→ Documento de origen:
…sucede que a veces me canso de desaparecer…
Debo haber conocido a Gustavo
Ogarrio hace cosa de veinticinco años. A partir de ahí, nuestra amistad se ha
confeccionado alternando dos modalidades sostenidas. Durante ciertos períodos, intensas
cercanías casi siempre en torno a algún proyecto compartido de trabajo
literario. Y entre tales períodos, dilatadas pausas de lejanía y ausencia,
durante las cuales no llegamos a perdernos de vista, pero apenas si sabemos el
uno del otro mediante alguna lectura, el saludo en ocasión de los cumpleaños,
los likes y comentarios a través de las inefables redes sociales.
Esas dilatadas pausas de lejanía son en realidad la cosa más
mentirosa de este mundo. Creo que tanto Gustavo como yo tenemos claro que en
algún punto del camino, sin esoterismos ni predestinaciones, con la naturalidad
propia de los más serenos oleajes, nos tocará volver concederle razón al
cortazariano andábamos sin buscarnos pero sabiendo que andábamos para
encontrarnos; y que nuestros modestos bajeles corsarios volverán a coincidir en
el mismo puerto, para compartirse con alborozo cuanto hayan recolectado en sus respectivas
travesías por los mares del vivir, el mirar, el leer, el pensar, el escribir.
Pero si esas dilatadas pausas de lejanía son la cosa más
mentirosa de este mundo, es sobre todo porque cada vez que uno de tales
reencuentros sobreviene, a Gustavo y a mí nos toca pasmarnos (ahí sí con acentos
sobrenaturales), ante la proximidad a menudo mimética de buena parte de las
cosas que él por su lado y yo por el mío, sin tener mayor noticia sustancial el
uno del otro, hemos estado viviendo, mirando, leyendo, pensando, escribiendo.
Tal proximidad, con la saludable y lúcida mediación del
escritor Antonio Monter, consintió entreabrirnos el mecanismo de su relojería profunda
allá por el año 2010; cuando, escribiendo a seis manos los guiones narrativos
de una serie de documentales para la televisión estatal, nos tocó convivir
durante varios meses en absoluta promiscuidad textual, participando directamente
de los más íntimos giros idiosincráticos, reflexivos y gramáticos del otro. Al término
del proyecto, resultaba imposible saber quién había escrito qué, cuál párrafo
sublime o deleznable era de quién.

→ Registros mostrados:
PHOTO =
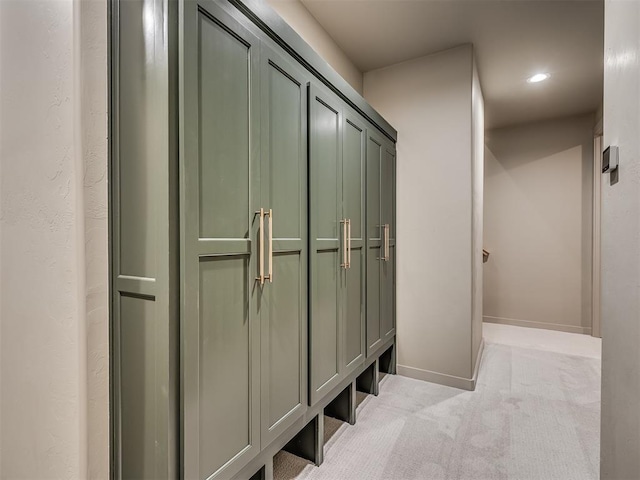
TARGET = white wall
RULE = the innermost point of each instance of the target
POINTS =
(620, 250)
(429, 101)
(52, 300)
(93, 130)
(305, 25)
(538, 224)
(477, 212)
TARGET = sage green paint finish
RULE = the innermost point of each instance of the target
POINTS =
(337, 166)
(143, 239)
(223, 126)
(138, 347)
(136, 154)
(325, 179)
(353, 201)
(380, 211)
(220, 318)
(225, 346)
(374, 239)
(388, 268)
(283, 302)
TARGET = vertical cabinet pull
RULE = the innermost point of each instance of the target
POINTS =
(270, 276)
(343, 222)
(386, 242)
(260, 276)
(349, 243)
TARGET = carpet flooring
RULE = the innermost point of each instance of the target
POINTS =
(534, 415)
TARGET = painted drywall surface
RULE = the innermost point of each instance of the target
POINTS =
(299, 18)
(93, 131)
(428, 100)
(41, 356)
(620, 248)
(538, 224)
(53, 237)
(477, 208)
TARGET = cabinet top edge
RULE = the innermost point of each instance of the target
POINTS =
(268, 20)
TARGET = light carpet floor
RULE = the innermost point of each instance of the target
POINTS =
(534, 415)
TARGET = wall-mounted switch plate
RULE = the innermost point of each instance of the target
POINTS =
(609, 159)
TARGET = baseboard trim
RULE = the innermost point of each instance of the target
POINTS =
(530, 324)
(435, 377)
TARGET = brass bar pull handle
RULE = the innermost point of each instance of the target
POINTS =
(260, 277)
(386, 243)
(349, 243)
(343, 222)
(270, 276)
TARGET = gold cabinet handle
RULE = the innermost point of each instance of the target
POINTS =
(349, 243)
(260, 277)
(343, 222)
(386, 242)
(270, 276)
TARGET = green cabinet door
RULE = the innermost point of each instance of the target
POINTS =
(219, 167)
(283, 297)
(326, 242)
(353, 201)
(388, 265)
(375, 234)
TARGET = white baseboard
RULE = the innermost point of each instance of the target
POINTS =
(530, 324)
(443, 378)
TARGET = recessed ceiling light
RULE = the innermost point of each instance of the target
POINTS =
(538, 77)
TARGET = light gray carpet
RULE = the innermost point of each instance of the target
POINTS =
(534, 415)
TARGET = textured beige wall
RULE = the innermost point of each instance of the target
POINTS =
(93, 130)
(429, 102)
(620, 249)
(305, 25)
(538, 224)
(53, 236)
(477, 208)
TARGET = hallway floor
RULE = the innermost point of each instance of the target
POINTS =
(535, 414)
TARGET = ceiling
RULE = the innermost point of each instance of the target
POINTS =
(513, 40)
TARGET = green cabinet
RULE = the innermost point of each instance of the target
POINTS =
(336, 179)
(244, 225)
(380, 241)
(248, 189)
(283, 300)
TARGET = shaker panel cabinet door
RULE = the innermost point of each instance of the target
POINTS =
(375, 237)
(353, 186)
(219, 169)
(327, 251)
(387, 298)
(283, 296)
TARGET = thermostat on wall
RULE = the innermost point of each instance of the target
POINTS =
(609, 159)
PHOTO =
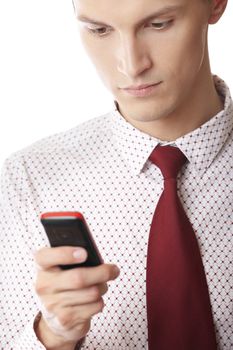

→ Reto A: Resume en menos palabras el párrafo del documento de origen que comienza con "Tal proximidad, con la saludable", sin perder sus datos principales.
→ Reto B: Reproduce sin cambios el fragmento del documento de origen que empieza con "Pero si esas" y sigue hasta "leyendo, pensando, escribiendo.".

→ Solución A: Hacia 2010, con la mediación del escritor Antonio Monter, esa proximidad dejó ver su mecanismo de fondo. Al escribir a seis manos los guiones narrativos de una serie de documentales para la televisión estatal, convivieron varios meses en plena promiscuidad textual y compartieron los giros más íntimos de la escritura del otro. Al terminar el proyecto, era imposible saber quién había escrito cada párrafo.

→ Solución B:
Pero si esas dilatadas pausas de lejanía son la cosa más
mentirosa de este mundo, es sobre todo porque cada vez que uno de tales
reencuentros sobreviene, a Gustavo y a mí nos toca pasmarnos (ahí sí con acentos
sobrenaturales), ante la proximidad a menudo mimética de buena parte de las
cosas que él por su lado y yo por el mío, sin tener mayor noticia sustancial el
uno del otro, hemos estado viviendo, mirando, leyendo, pensando, escribiendo.